PASSAGE SHOWN:
====
Postby Tanglebones » March 6th, 2012, 6:30 am

The original Wasteland had this really quirky sense of humour pitched half way between dark and silly (or oscillating between the two, maybe). As examples: I remember buying "hobo dogs" and "blood sausages" from a vendor, which is funny, but also hella grim; I remember having sex with a three-legged prostitute (I also remember, as a young lad really seriously pondering the implications of a three legged prostitute), but the joke was on me! I got an STD (again, grim, and funny). And again, early on, I remember like, completely draining myself of ammo fighting these cutesy mutated bunnies that just wouldn't die. Or I remember getting pissed at the stupid kids throwing rocks at Highpool and just opening fire on them and murdering them all (hella grim), but then "Red Ryder" shows up and you can kill him for his BB gun (silly). A lot of the art in the original was pretty quirky too: portly thugs wearing LAPD hats, blood covered doctors, police men in diving helmets, weird mutated things carrying dollies (I always felt a little bad about killing them... because they were kinda pathetic). And the original combat descriptions were just an awesome thing to behold.
====
RECORDED DATA:
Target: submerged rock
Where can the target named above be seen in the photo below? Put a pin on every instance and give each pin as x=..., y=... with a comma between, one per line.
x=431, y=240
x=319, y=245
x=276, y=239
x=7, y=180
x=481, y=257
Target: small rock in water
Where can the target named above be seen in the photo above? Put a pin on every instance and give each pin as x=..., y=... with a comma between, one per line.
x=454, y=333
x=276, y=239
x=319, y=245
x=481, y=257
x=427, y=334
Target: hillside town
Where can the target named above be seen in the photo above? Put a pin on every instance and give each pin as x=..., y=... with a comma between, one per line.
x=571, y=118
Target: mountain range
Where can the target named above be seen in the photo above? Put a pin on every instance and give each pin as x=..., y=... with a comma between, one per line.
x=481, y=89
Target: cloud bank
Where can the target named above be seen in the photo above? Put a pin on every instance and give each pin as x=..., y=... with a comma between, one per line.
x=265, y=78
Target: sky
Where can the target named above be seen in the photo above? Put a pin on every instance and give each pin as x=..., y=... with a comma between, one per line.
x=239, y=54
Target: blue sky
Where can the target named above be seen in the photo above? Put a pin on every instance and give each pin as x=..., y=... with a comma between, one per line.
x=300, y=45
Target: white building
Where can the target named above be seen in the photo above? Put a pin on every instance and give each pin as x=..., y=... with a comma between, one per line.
====
PARTS OF THE EXERCISE:
(a) In the forum post on the original Wasteland's humor, what did the writer buy from a vendor?
(b) Pick up the forum post on the original Wasteland's humor right after its last sentence.
The records have no connection to the text.

ANSWERS PROVIDED:
(a) "Hobo dogs" and "blood sausages."

(b)
I guess the point I'm trying to make is that I think it'd be a mistake to over-do the "dark" aspects of the game without maintaining the off-the-wall silliness that was shot through the original (seriously, there's way too many dark and brooding games on the market these days and not nearly enough that are willing to see the lighter side of the brutal death of everything you know and love).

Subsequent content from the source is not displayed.